• **TASK LIST**
1. List every person named in the commentary on higher taxes.
2. Translate this sentence from the commentary on higher taxes into Spanish: "There is nothing new about tax increases."
3. Pick up the commentary on higher taxes after its final sentence and carry it forward.

We all know now that the Chancellor can appear to be acting in one way, while in reality doing something altogether different. Now he is performing contradictory acts simultaneously. Like the later Beatles albums or the more serious Woody Allen films, we recognise the tricksy echoes from his "early years", but he has moved on to more subtle and complex terrain. What Mr Brown has done in hinting at the need for higher taxes is both more mundane and more dramatic than the headlines have suggested.

Let us get the more mundane over with first. From the way Mr Brown's statement has been presented, it would seem that taxes have not been increased since 1979. Both the crusading supporters of Mr Brown and his right-wing opponents have fed this impression. "What bravery!" shriek some Labour MPs. "I'm emigrating", scream some reactionary fools calling in to various phone-ins on national radio. It was not long ago that poor old Norman Lamont announced substantial tax rises. Indeed Mr Lamont performed a double whammy. In one Budget he proposed tax increases, some of which he would implement only in a year's time. He therefore got slaughtered twice for the same announcement.

As for Mr Brown himself, he has been busy with his stealth taxes since 1997. There is nothing new about tax increases. They did not end in 1979. Nor will Mr Brown's new tax rises next March be as great as some of the predictions have been suggesting. They may not be great enough. I am told that the equivalent of a 2p rise in the basic rate of income tax is the type of preliminary sum being mentioned in ministerial circles.

To some extent Mr Brown has been forced to make such calculations. He has had his tax-crusading heroism thrust upon him. The economic downturn imposed an unexpectedly early choice between lower spending and higher taxes. Given the state of the public services a cut in spending was not a realistic option. In reality Mr Brown has had no choice but to put the case for higher taxes.

In our interview today Mr Blair also makes the argument for an NHS system funded out of general taxation. He does so at least as strongly as Mr Brown. If he were beset by private doubts Mr Blair need not have done this. Indeed before the interview I had expected him to keep his options open, to encourage the "debate" eagerly joined by some cabinet ministers and his old friend Peter Mandelson. Alternatively Mr Blair need not have given an interview at all at this point. Silence is sometimes an effective way of communicating unease about what Mr Brown is up to. Instead he has come out fighting, and, on this, he is fighting in Mr Brown's corner.

Even so both Mr Blair and Mr Brown are being only meekly heroic at this early stage. For all the frenzy – which for once is justified – neither of them has actually dared to say that taxes will rise. Last week the mighty Chancellor knelt for cover behind the Wanless report on the NHS: "Wanless believes the NHS to be seriously under-invested ... Wanless argues for a tax-based system ... Wanless has discovered that France is moving to a more tax-funded system, away from social insurance schemes". Mr Brown ruled nothing in or out. Wanless, even the interim Wanless, rather than the fully fledged, unbounded version we will get in March, is the brave conviction politician. Mr Blair and Mr Brown, the architects of two landslide election victories, are hiding nervously behind a shield called Wanless.

• **RECORD EXTRACTS**
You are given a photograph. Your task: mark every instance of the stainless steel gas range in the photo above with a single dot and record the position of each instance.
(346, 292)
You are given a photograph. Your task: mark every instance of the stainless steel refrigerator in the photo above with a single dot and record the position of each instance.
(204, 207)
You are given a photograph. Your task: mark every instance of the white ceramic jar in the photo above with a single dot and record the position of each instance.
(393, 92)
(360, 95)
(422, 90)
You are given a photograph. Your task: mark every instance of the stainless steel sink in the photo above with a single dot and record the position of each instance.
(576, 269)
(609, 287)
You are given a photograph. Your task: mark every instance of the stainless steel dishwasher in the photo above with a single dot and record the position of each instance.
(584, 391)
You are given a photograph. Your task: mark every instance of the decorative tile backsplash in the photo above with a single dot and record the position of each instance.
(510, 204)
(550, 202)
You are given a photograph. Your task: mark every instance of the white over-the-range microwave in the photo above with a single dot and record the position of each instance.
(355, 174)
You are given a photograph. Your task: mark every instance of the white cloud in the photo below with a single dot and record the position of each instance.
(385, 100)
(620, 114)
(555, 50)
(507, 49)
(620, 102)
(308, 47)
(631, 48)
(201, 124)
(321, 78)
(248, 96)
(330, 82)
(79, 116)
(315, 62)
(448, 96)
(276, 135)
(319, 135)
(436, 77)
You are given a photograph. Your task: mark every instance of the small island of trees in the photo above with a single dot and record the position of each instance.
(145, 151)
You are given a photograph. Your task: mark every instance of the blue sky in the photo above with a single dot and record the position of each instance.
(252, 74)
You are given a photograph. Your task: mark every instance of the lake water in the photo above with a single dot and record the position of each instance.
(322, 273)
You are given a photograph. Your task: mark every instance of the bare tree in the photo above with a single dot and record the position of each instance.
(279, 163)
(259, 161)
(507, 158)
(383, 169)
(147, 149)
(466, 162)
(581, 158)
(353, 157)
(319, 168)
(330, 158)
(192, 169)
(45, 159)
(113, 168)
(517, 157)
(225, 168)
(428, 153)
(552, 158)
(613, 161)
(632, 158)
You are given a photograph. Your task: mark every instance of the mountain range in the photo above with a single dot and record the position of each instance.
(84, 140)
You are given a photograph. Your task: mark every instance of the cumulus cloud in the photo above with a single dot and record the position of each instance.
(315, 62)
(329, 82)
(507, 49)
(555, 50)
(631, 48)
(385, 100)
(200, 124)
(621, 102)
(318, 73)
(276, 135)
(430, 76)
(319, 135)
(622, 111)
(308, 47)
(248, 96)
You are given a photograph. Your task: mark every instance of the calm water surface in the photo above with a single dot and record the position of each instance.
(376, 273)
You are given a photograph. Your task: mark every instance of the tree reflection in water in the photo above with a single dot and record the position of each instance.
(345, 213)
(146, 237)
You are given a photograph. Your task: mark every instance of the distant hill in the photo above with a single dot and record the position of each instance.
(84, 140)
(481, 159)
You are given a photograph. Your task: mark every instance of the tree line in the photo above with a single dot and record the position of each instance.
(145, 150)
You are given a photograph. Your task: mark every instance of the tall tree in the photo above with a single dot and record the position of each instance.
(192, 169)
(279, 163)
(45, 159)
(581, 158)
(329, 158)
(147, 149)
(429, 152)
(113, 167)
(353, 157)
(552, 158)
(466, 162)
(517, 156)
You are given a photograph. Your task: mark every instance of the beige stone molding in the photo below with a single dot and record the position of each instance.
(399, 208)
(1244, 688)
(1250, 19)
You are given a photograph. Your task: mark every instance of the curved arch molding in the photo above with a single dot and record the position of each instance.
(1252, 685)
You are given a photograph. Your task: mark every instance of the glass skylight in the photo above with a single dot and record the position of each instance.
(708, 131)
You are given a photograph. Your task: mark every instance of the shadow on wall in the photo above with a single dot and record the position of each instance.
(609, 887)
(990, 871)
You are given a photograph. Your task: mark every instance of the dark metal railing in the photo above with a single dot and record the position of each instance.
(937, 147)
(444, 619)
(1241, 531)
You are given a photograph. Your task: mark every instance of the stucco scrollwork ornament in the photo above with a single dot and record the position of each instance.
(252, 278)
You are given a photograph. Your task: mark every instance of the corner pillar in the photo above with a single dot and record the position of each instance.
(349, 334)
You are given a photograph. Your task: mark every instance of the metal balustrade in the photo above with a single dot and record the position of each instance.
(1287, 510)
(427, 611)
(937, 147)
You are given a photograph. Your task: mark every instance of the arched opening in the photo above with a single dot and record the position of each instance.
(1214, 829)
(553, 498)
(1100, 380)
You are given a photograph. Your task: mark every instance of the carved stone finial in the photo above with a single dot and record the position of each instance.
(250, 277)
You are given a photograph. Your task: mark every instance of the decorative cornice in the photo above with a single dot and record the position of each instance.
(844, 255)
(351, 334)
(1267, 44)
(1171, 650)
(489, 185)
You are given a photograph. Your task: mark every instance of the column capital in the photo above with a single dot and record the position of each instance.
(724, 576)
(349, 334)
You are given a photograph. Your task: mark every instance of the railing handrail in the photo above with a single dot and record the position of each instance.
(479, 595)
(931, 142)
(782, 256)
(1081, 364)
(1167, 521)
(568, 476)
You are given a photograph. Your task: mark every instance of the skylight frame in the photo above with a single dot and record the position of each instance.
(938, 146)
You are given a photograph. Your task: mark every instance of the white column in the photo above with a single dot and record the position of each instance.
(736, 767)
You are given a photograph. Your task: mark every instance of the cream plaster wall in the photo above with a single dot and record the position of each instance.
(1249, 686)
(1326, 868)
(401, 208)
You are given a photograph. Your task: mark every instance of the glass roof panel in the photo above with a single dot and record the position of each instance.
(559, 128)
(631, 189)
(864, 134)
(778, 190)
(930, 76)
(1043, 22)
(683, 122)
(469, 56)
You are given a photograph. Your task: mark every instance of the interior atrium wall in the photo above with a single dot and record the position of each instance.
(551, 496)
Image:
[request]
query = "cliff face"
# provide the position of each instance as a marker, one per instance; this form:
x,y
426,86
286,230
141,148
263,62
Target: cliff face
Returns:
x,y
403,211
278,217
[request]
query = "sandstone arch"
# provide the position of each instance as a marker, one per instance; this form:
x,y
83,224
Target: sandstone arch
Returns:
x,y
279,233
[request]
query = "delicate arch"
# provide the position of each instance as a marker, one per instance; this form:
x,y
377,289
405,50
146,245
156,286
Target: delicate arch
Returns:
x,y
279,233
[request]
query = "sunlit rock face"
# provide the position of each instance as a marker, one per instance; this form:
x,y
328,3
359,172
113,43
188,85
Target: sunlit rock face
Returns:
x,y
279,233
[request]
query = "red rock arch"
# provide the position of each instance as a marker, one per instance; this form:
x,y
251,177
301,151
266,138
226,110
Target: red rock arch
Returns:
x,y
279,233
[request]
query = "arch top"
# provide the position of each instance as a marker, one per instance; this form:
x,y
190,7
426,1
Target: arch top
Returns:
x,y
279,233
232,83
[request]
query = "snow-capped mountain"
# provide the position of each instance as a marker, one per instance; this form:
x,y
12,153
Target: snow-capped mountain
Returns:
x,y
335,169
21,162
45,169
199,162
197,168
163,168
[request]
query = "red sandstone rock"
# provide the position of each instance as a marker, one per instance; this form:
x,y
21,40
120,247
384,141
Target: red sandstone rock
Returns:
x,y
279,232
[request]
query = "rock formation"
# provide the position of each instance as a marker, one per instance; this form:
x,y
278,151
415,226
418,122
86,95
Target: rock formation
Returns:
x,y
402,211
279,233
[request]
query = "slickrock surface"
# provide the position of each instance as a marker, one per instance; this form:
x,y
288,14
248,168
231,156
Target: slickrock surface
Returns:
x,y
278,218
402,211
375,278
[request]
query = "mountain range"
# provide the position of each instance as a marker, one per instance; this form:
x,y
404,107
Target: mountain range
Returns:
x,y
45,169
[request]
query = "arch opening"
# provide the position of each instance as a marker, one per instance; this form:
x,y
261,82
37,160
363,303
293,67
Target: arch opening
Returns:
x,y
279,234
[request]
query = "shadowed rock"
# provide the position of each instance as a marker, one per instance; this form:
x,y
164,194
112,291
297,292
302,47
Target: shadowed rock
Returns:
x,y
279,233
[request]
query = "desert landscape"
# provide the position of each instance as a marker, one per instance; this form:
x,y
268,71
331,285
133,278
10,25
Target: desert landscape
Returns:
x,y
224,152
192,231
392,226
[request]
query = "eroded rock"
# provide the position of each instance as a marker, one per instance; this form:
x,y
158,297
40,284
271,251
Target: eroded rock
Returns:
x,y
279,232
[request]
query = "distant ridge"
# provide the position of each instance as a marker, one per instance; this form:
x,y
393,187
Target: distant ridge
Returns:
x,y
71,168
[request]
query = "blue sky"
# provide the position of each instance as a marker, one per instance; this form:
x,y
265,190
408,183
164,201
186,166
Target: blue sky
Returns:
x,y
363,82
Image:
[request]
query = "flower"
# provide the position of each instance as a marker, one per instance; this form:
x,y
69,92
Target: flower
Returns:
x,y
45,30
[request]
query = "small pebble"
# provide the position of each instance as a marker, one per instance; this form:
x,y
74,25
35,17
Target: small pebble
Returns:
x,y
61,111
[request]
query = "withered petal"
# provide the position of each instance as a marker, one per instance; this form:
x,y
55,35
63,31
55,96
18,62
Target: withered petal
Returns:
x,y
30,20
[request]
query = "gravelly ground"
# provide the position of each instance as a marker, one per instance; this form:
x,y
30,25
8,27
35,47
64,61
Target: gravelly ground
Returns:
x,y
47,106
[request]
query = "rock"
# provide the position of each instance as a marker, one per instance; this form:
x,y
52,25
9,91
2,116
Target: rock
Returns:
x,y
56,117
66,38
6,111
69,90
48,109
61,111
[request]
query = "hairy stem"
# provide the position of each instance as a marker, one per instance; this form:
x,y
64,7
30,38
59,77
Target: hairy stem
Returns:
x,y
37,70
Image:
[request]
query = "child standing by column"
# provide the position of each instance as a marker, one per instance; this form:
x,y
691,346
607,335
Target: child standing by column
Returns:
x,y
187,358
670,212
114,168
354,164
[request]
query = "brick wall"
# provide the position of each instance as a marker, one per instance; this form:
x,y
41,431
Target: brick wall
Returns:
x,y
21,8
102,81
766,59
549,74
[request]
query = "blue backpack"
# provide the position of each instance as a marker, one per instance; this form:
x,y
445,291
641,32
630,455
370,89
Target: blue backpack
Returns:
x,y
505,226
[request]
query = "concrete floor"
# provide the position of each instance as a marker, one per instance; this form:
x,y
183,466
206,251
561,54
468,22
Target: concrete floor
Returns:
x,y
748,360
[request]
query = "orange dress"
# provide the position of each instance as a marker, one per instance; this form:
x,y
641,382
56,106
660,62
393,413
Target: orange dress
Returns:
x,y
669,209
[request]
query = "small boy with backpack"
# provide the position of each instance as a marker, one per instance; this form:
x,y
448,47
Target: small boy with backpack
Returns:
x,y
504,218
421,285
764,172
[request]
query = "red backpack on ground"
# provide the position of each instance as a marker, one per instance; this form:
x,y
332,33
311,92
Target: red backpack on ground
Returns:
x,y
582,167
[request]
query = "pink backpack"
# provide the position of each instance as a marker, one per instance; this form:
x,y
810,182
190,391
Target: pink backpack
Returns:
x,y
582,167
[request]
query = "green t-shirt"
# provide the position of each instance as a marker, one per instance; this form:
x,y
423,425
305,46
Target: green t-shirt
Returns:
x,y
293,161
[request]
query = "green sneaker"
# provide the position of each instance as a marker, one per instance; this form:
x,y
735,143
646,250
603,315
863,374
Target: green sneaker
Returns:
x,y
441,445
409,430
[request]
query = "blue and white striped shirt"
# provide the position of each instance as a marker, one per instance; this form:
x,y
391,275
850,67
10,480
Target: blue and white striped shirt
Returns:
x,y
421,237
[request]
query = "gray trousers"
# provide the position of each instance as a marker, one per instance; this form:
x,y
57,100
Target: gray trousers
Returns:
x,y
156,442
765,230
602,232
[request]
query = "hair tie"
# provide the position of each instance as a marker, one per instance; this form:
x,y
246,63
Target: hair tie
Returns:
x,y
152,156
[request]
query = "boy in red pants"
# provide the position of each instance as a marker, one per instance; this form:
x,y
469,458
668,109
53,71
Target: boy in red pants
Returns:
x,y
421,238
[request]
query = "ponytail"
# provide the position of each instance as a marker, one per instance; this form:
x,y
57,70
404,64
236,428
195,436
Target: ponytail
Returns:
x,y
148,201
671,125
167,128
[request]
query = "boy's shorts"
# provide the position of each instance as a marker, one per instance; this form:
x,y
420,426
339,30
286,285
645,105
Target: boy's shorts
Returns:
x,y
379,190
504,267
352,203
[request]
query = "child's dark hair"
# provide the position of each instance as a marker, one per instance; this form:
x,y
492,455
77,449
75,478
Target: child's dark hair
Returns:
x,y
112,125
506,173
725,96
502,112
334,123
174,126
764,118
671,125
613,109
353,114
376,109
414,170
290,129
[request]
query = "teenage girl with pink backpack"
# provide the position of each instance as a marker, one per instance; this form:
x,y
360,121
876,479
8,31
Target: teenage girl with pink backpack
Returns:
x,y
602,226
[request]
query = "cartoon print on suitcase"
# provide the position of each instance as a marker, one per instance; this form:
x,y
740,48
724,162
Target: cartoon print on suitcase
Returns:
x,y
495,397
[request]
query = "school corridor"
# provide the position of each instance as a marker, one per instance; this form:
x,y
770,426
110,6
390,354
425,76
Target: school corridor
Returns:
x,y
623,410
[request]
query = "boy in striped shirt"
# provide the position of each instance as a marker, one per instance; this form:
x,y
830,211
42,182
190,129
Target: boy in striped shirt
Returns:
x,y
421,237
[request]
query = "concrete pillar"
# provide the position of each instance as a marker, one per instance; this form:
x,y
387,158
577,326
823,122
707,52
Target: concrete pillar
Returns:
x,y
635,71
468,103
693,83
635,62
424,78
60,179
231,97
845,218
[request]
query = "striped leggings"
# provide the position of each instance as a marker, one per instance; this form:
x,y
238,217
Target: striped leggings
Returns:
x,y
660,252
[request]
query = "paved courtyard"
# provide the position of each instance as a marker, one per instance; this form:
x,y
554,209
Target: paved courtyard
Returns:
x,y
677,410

• **EXERCISE RESPONSES**
1. Mr Brown, Woody Allen, Norman Lamont, Mr Blair, Peter Mandelson, Wanless

2. No hay nada nuevo en los aumentos de impuestos.

3.
Yet while there is less here than meets the eye, there is also a lot more. What has happened over the last few days – Mr Brown's statement last Tuesday and Mr Blair's interview today – is more significant than the election campaigns of 1997 and 2001. Even during the last campaign in June, when the mighty titans faced the hopeless William Hague, they did not dare to suggest that taxes would rise. In fact Mr Brown and his team have spent 10 years planning for this moment, when a Labour government would be trusted openly to make the cases for higher taxes.

Now the moment has finally arrived their desperate, infuriating caution in the early years has to some extent been vindicated. As the headlines shriek that this is a return to old Labour, Mr Blair and Mr Brown can claim with credibility that this is far from the case. Under old Labour, interest rates – a hidden tax – soared along with taxes. Now debt has been repaid in bucketloads and the Bank of England is independent. Mr Brown always said that he was being prudent for a purpose, without being entirely clearly what the purpose was. We knew more about Prudence than we did about Purpose. Now we know more about Purpose, too. That is why Mr Brown sounded a little more relaxed in interviews last week. For the first time in 10 years he could almost say what he really felt.

Even in this new context the scale of the political challenge is daunting. Surveys suggest that voters will accept higher taxes only if they are convinced that the money is being spent productively. This is hardly a great shock. Is there anyone who wants to pay more taxes on the assumption that their cash will be wasted? Still, the obvious is the crux of the matter. Messrs Blair and Brown have to convince voters that higher taxes will result in improvements in services. More broadly they must address the conundrum they have deliberately ignored for a decade. Voters want European-style public services and US levels of tax. They cannot have both.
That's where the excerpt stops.